What the exercise asks
Reproduce only this part of the listing: the line with "shown by (54,117).", plus every line after it through the last.

Named object pointing entries
++++
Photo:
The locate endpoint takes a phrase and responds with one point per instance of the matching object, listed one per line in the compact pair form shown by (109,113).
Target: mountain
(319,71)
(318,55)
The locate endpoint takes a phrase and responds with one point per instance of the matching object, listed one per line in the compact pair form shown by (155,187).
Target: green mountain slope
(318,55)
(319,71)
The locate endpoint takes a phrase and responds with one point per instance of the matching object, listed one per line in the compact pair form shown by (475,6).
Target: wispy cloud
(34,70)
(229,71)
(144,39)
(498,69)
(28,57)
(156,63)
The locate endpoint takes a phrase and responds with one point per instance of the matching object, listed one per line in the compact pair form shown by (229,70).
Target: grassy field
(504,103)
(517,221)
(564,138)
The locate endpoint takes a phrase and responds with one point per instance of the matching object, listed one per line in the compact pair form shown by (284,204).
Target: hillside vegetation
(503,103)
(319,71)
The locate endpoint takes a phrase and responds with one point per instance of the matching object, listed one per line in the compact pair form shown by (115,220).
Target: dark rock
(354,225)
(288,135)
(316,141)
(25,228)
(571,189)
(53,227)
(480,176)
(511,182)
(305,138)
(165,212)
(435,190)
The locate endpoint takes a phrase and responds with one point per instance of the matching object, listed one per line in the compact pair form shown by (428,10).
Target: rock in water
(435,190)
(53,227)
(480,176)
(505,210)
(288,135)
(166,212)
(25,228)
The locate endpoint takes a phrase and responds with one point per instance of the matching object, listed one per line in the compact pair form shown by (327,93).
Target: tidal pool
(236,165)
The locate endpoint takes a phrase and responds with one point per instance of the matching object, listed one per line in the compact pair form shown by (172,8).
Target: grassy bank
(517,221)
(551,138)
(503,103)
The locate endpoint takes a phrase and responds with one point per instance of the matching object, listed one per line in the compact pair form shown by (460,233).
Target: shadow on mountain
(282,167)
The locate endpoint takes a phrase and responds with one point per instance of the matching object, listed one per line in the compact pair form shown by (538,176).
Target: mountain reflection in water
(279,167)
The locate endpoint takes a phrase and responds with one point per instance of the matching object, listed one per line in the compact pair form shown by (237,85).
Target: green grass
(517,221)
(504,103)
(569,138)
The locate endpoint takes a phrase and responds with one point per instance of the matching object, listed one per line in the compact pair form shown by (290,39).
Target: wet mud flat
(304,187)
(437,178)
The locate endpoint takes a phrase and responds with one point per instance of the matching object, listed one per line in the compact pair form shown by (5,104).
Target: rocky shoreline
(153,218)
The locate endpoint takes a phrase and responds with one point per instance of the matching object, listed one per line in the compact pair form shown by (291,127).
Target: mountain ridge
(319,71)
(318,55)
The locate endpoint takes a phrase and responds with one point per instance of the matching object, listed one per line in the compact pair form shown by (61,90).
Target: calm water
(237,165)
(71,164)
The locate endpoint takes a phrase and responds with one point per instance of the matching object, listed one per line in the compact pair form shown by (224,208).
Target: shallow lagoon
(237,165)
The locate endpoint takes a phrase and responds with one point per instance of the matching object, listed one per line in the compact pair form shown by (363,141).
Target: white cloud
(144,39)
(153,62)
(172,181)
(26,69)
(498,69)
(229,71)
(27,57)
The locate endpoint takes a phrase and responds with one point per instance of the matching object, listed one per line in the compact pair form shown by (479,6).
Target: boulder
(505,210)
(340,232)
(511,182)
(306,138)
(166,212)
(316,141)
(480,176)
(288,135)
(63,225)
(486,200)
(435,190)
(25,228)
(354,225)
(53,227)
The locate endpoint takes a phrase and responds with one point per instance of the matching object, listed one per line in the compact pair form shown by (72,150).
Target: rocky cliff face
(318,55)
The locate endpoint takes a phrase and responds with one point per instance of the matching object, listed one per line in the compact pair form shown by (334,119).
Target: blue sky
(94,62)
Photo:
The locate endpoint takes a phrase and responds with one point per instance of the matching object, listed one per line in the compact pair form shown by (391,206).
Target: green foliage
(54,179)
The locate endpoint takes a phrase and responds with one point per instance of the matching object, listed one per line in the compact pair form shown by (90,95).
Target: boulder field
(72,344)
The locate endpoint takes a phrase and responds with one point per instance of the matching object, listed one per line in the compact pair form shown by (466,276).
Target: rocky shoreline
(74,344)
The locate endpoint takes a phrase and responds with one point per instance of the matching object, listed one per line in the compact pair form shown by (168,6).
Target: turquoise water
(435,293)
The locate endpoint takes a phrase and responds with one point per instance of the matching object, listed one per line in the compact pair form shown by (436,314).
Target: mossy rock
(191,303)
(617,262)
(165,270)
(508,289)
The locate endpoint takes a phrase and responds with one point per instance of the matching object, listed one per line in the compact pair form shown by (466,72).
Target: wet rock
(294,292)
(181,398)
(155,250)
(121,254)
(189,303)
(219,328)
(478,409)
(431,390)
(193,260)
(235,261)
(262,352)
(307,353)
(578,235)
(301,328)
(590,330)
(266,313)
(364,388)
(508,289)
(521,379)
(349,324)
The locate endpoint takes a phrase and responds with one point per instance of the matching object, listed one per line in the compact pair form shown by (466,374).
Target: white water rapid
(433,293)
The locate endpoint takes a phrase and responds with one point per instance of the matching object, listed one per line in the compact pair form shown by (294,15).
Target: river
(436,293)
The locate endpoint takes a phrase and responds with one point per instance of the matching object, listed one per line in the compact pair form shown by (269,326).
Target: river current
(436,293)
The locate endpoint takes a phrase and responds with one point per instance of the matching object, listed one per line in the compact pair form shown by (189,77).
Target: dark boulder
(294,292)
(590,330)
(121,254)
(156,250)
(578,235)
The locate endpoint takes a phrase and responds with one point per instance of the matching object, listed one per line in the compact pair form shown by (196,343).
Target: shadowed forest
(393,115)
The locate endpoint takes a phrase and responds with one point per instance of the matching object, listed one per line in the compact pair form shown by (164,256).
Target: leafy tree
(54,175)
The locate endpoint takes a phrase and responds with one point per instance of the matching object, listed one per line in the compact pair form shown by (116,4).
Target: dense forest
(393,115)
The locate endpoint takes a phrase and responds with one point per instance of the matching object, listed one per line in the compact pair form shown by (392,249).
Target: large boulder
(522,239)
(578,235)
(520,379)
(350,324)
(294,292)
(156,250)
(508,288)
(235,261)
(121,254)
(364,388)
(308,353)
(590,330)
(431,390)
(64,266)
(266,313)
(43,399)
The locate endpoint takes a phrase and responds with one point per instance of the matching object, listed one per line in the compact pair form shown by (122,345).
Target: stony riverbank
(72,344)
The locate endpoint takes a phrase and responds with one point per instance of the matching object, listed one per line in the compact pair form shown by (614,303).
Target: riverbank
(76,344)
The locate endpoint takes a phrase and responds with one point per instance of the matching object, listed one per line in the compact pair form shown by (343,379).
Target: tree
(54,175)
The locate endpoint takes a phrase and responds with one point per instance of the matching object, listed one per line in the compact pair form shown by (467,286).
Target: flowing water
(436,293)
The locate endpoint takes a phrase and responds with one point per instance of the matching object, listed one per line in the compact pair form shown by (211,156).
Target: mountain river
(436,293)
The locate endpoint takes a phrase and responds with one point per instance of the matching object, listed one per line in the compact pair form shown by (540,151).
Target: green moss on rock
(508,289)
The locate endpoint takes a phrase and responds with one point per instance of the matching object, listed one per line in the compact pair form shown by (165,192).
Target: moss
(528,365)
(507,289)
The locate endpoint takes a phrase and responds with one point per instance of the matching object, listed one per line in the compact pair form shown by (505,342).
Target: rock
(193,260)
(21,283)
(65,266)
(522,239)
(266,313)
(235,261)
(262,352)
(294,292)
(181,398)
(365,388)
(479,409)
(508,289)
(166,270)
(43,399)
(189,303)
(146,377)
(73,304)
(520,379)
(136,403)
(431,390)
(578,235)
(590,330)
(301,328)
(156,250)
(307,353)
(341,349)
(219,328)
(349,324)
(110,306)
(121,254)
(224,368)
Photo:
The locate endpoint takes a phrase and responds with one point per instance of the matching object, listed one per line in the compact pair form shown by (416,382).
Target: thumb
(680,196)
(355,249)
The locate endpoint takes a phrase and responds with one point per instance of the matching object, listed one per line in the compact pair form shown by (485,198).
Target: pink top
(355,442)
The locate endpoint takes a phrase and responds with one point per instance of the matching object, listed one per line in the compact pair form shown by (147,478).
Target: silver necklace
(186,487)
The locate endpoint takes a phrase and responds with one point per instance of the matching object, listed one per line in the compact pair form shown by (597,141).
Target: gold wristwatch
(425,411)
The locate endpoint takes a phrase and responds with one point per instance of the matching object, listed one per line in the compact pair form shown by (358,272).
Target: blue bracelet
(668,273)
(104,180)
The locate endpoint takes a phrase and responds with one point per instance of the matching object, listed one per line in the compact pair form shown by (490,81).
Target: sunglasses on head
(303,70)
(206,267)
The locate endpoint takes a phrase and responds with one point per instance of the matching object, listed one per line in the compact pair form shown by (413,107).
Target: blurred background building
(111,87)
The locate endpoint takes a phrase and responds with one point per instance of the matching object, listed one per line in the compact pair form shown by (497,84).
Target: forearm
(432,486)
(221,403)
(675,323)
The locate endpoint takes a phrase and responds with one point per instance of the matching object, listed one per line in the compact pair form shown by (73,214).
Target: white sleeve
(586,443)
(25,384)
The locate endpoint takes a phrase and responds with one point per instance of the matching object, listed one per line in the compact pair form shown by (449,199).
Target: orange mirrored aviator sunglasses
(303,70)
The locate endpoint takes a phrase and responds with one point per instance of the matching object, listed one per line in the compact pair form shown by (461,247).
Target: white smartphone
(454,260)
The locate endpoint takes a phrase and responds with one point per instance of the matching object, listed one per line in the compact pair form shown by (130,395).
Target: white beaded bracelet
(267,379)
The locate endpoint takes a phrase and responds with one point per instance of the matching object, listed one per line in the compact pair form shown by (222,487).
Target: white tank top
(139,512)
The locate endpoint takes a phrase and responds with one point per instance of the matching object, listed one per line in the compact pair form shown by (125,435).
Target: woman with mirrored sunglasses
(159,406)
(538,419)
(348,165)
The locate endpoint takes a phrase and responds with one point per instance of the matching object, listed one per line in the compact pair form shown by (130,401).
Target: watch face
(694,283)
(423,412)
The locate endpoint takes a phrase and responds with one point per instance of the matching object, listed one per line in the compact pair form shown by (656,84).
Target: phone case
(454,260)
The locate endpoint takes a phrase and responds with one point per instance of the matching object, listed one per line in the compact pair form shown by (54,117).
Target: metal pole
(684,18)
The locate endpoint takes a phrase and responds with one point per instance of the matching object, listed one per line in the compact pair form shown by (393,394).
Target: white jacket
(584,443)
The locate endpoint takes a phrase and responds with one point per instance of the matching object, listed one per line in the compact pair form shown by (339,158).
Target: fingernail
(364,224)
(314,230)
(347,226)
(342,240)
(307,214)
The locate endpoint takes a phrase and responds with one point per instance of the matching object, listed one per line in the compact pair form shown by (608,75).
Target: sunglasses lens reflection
++++
Solution to the exercise
The locate endpoint takes a phrase and responds with one point per instance of the matching object, listed one per line in the compact pair form shown by (54,117).
Target: metal pole
(684,18)
The locate endpoint takes a phrase and responds with one point per instance of the matching object, listed one per line in the compact pair form shown by (393,394).
Target: white jacket
(584,443)
The locate endpoint takes a phrase and responds with one point per instance of the matching object, listed one per line in the compact pair form shown by (339,158).
Target: fingernail
(364,224)
(314,230)
(347,226)
(342,240)
(307,214)
The locate endpoint takes a phrase and responds with one point per instance of the matching object, listed one per line in the compact pair form shown by (608,75).
Target: sunglasses lens reflection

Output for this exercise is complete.